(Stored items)

---

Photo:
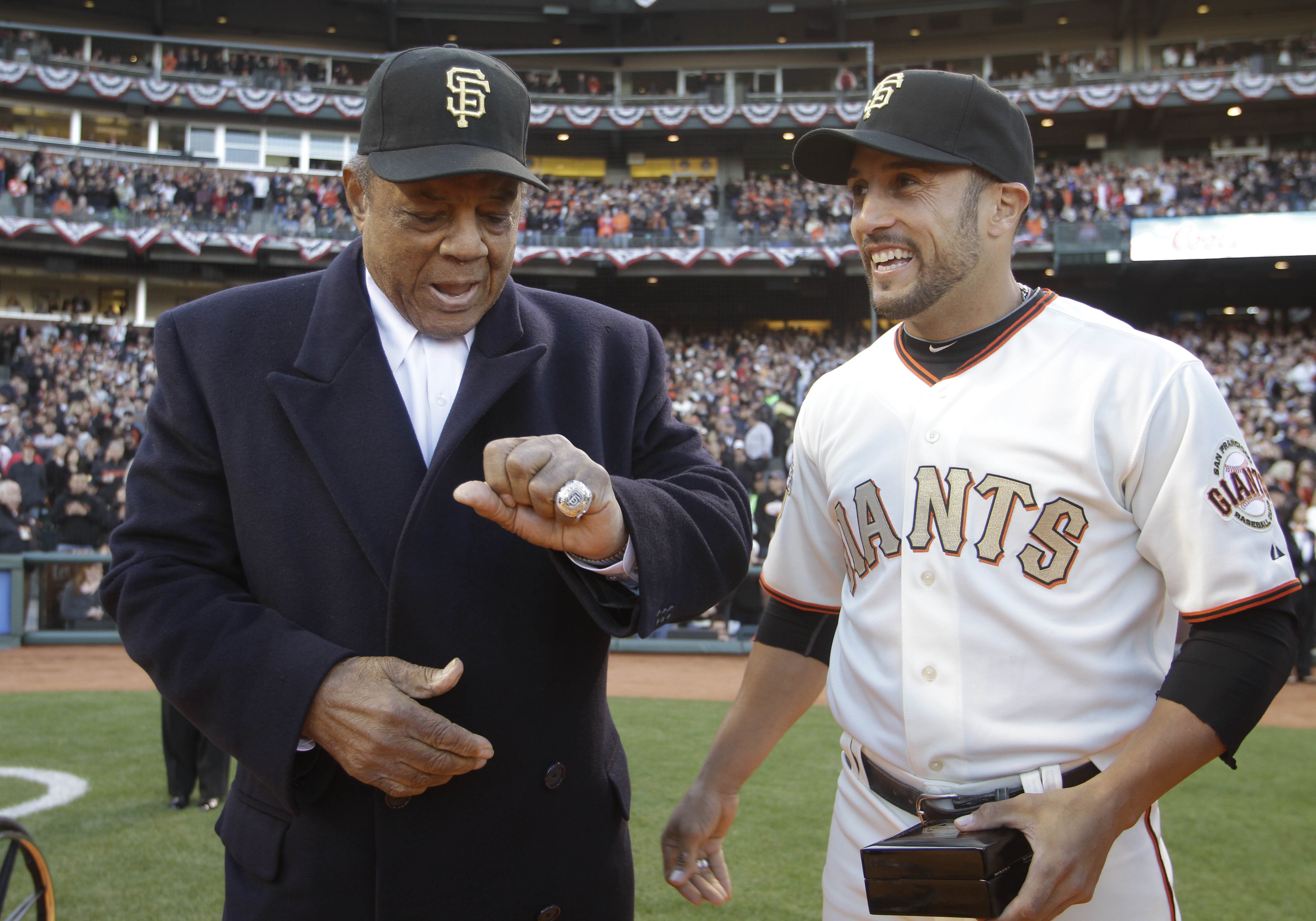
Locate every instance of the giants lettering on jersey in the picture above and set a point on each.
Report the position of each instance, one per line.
(1240, 492)
(940, 508)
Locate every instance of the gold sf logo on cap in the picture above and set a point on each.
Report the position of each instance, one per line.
(881, 93)
(469, 86)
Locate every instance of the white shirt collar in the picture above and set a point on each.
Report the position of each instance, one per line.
(395, 333)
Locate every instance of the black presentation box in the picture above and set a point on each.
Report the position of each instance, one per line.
(938, 870)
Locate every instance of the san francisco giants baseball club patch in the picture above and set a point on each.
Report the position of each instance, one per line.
(470, 89)
(1239, 492)
(882, 94)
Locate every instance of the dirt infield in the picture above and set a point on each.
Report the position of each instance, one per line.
(629, 676)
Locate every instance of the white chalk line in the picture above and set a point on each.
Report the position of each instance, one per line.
(61, 790)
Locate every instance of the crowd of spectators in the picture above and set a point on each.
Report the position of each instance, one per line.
(789, 210)
(781, 210)
(635, 214)
(1173, 189)
(273, 72)
(72, 418)
(123, 194)
(741, 391)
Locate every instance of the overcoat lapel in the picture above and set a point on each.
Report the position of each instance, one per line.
(490, 373)
(350, 418)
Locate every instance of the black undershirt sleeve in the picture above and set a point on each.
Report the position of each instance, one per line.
(805, 632)
(1231, 669)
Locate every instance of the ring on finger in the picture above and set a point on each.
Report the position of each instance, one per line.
(574, 499)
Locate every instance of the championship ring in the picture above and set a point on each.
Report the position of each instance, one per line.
(574, 499)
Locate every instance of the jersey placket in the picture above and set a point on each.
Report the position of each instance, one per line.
(932, 680)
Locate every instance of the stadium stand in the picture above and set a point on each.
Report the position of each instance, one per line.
(155, 156)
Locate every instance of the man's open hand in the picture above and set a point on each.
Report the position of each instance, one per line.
(1072, 832)
(365, 716)
(522, 479)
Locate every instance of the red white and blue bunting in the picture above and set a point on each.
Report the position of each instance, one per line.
(760, 115)
(686, 257)
(110, 86)
(312, 249)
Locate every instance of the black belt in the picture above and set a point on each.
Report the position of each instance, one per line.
(935, 807)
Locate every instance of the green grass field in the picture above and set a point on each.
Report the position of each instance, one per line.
(1244, 843)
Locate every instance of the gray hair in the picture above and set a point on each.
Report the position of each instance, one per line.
(360, 166)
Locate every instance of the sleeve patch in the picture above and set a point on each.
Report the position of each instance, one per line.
(1239, 491)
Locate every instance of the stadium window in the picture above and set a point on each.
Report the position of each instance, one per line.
(241, 148)
(809, 79)
(201, 141)
(284, 149)
(28, 120)
(327, 152)
(115, 130)
(173, 136)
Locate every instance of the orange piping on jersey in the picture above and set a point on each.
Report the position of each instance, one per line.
(1243, 604)
(797, 603)
(913, 365)
(993, 348)
(1165, 877)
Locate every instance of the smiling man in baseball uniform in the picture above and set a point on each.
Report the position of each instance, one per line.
(994, 518)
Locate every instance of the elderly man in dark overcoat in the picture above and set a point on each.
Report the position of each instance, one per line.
(387, 519)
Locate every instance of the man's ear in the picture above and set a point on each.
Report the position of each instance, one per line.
(358, 202)
(1011, 206)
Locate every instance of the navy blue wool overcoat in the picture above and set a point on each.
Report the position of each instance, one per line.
(281, 519)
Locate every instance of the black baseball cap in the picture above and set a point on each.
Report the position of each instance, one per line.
(930, 116)
(445, 112)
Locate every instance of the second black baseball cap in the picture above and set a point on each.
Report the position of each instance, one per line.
(930, 116)
(436, 112)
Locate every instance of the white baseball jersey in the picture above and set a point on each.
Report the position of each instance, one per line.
(1008, 547)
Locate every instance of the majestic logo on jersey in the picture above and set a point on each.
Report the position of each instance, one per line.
(882, 93)
(940, 507)
(1240, 492)
(469, 87)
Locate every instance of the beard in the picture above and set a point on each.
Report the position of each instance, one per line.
(935, 278)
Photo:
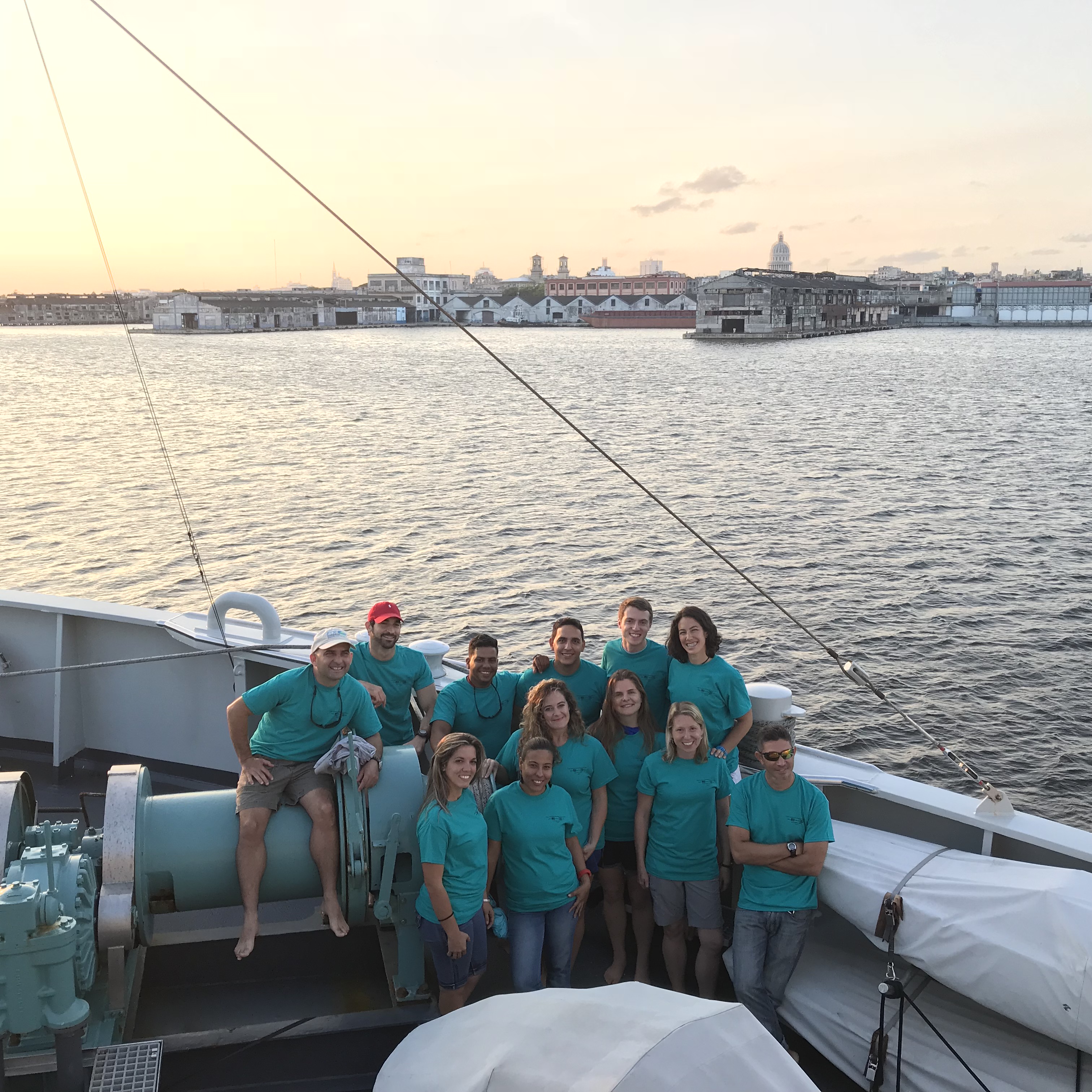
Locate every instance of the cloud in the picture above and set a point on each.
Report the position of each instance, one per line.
(911, 257)
(745, 228)
(711, 181)
(671, 205)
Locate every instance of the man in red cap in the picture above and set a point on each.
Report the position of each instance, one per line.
(398, 672)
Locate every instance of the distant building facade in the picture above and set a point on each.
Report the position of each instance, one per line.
(247, 312)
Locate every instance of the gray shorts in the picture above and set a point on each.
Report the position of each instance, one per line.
(698, 901)
(291, 782)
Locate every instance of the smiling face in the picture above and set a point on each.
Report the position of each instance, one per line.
(635, 626)
(536, 770)
(686, 733)
(626, 701)
(461, 768)
(386, 634)
(568, 644)
(555, 711)
(331, 664)
(482, 664)
(693, 639)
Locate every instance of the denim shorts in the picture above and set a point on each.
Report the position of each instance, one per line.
(455, 973)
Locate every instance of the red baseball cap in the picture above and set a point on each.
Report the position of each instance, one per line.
(384, 611)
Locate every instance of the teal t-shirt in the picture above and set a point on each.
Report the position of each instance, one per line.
(456, 839)
(799, 814)
(539, 868)
(649, 666)
(486, 712)
(588, 684)
(302, 719)
(718, 689)
(406, 673)
(585, 767)
(683, 828)
(622, 792)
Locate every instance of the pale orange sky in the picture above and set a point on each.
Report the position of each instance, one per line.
(944, 134)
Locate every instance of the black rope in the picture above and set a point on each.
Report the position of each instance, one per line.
(147, 660)
(859, 677)
(191, 539)
(228, 1057)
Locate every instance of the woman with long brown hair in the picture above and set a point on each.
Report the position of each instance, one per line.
(628, 733)
(454, 911)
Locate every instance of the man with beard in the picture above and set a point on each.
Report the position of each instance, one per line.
(396, 672)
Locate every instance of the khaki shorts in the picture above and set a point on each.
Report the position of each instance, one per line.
(291, 782)
(699, 901)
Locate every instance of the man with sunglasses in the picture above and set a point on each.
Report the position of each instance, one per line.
(481, 703)
(303, 712)
(779, 829)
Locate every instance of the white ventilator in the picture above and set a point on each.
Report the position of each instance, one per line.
(628, 1038)
(1013, 936)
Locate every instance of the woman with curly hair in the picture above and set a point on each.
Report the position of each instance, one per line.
(584, 769)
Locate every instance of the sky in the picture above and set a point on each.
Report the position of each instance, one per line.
(479, 135)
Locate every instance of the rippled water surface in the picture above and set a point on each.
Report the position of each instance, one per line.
(922, 498)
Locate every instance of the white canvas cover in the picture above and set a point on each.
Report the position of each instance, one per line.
(628, 1038)
(1013, 936)
(832, 1001)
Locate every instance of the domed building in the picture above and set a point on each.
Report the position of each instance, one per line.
(781, 260)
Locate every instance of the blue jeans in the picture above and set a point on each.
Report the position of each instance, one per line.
(766, 948)
(527, 936)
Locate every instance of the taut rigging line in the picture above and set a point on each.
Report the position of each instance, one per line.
(848, 668)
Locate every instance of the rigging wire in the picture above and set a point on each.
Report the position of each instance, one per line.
(176, 488)
(848, 668)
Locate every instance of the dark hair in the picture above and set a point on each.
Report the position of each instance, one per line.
(712, 638)
(532, 719)
(565, 621)
(482, 641)
(638, 604)
(608, 730)
(772, 732)
(537, 743)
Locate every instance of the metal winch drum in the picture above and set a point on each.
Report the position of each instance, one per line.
(77, 908)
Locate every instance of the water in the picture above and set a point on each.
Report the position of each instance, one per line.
(922, 498)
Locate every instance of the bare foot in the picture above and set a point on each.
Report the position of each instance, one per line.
(613, 974)
(247, 937)
(334, 918)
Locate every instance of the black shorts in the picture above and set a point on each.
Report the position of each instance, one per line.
(620, 855)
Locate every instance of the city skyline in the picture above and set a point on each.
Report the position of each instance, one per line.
(555, 133)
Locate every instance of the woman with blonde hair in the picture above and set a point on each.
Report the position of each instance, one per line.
(534, 825)
(584, 769)
(682, 810)
(454, 911)
(628, 733)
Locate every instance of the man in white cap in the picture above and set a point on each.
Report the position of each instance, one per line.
(303, 712)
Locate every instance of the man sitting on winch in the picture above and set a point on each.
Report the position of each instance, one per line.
(303, 712)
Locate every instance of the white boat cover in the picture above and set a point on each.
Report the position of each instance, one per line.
(1013, 936)
(628, 1038)
(833, 1003)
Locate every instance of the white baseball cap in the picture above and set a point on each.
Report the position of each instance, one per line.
(328, 638)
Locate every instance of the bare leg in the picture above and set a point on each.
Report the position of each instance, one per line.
(708, 963)
(614, 914)
(640, 904)
(251, 862)
(320, 806)
(675, 955)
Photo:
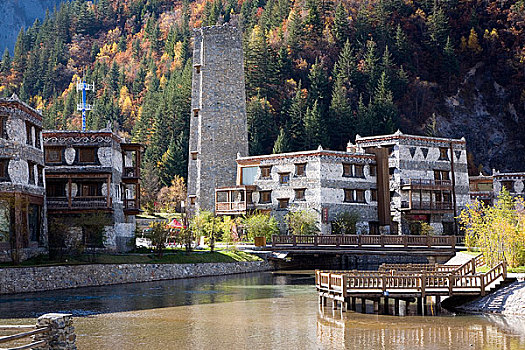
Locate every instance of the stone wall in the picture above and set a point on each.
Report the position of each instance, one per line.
(34, 279)
(218, 127)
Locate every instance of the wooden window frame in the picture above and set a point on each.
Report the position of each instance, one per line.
(82, 153)
(443, 153)
(60, 151)
(284, 178)
(283, 203)
(262, 199)
(266, 171)
(300, 194)
(300, 169)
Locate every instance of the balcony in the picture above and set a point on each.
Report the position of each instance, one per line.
(427, 207)
(77, 203)
(234, 200)
(425, 184)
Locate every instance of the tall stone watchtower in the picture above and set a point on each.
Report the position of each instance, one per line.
(218, 128)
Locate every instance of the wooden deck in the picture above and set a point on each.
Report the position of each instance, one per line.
(404, 281)
(345, 242)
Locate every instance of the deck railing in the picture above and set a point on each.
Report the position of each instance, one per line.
(423, 282)
(362, 240)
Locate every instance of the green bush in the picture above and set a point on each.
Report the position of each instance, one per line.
(303, 222)
(260, 225)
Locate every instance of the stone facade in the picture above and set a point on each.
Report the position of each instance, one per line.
(428, 179)
(393, 182)
(35, 279)
(23, 225)
(94, 172)
(311, 180)
(218, 129)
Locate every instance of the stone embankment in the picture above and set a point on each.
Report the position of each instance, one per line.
(509, 300)
(34, 279)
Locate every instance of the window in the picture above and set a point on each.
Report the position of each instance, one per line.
(266, 172)
(283, 203)
(40, 171)
(443, 153)
(300, 169)
(53, 155)
(248, 175)
(86, 155)
(35, 220)
(265, 197)
(4, 164)
(90, 189)
(284, 178)
(31, 169)
(347, 169)
(359, 170)
(373, 195)
(360, 196)
(299, 194)
(55, 189)
(441, 175)
(509, 185)
(3, 130)
(38, 133)
(29, 134)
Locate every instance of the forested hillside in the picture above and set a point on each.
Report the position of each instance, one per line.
(317, 72)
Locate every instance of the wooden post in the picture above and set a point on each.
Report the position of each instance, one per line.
(396, 307)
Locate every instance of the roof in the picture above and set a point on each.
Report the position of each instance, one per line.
(22, 106)
(400, 136)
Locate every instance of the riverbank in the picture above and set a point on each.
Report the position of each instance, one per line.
(509, 300)
(42, 278)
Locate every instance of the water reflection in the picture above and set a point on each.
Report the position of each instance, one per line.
(149, 295)
(257, 311)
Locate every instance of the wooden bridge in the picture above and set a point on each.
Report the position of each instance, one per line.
(362, 241)
(406, 282)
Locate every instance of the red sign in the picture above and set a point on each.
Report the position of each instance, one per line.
(325, 215)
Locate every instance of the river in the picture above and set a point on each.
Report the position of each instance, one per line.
(253, 311)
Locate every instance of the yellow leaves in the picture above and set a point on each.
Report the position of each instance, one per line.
(473, 43)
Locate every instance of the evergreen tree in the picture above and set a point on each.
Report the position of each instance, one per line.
(282, 144)
(315, 134)
(341, 25)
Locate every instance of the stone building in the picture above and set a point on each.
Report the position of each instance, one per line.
(428, 180)
(218, 130)
(393, 182)
(328, 183)
(513, 182)
(23, 228)
(93, 172)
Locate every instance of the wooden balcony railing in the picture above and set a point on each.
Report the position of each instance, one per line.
(98, 202)
(362, 241)
(425, 183)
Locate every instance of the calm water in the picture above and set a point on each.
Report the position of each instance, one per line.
(256, 311)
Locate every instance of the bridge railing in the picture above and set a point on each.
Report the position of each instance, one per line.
(362, 240)
(423, 282)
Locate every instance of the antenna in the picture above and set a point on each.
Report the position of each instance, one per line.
(82, 86)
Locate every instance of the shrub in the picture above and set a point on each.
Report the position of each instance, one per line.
(260, 225)
(303, 222)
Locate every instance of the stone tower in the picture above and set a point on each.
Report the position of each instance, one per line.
(218, 128)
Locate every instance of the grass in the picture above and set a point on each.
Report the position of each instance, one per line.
(172, 257)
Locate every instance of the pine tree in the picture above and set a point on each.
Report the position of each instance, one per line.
(315, 134)
(282, 144)
(341, 25)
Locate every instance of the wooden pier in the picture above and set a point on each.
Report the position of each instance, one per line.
(407, 283)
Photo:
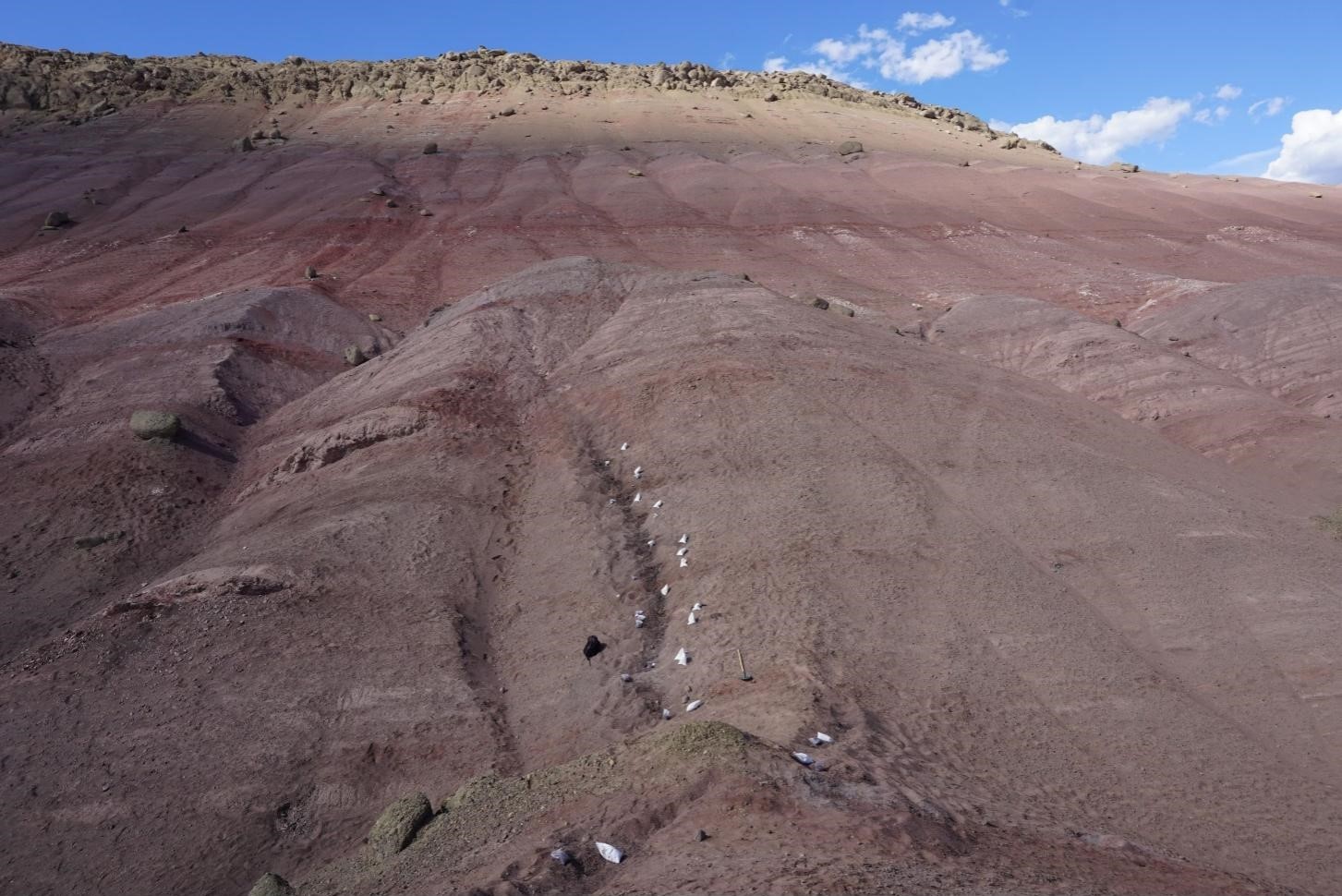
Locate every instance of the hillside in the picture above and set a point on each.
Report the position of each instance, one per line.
(1054, 587)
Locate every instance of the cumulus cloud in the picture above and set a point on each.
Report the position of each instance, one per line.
(915, 21)
(945, 58)
(890, 55)
(1312, 151)
(1267, 107)
(1249, 163)
(1099, 139)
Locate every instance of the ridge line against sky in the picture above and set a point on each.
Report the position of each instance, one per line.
(1197, 86)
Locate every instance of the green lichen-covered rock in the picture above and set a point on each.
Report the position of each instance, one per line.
(154, 424)
(716, 741)
(89, 542)
(397, 825)
(272, 884)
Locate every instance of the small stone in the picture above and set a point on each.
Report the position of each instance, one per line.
(154, 424)
(272, 884)
(397, 825)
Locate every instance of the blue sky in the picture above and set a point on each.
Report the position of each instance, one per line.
(1191, 85)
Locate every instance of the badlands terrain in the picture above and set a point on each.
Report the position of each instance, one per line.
(1013, 477)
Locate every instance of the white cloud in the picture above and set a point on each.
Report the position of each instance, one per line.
(1250, 163)
(1312, 151)
(915, 21)
(1099, 139)
(841, 53)
(945, 58)
(889, 54)
(1270, 107)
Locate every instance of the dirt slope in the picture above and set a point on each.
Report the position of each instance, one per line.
(1051, 584)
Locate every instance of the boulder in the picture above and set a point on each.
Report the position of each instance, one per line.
(154, 424)
(397, 825)
(272, 884)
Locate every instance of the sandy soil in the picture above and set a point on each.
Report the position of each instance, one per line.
(1052, 584)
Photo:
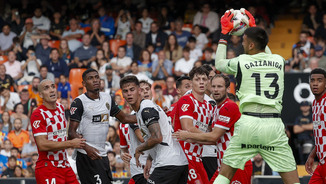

---

If a line in the data above holds the string "jersey", report that line.

• _Answer section_
Locate every instance of the giants lettering on jersey in the picture above and set a point on each.
Locate every instance of the jersey placket in the picture above and set a point on each.
Locate every instance of the orange piping on jersey in the picture above and set a point on each.
Locate every instance of the white baseball jersey in the picture above and set a point on each.
Locate every instance of the majestic logo on jersey in the picture above and set a point on each.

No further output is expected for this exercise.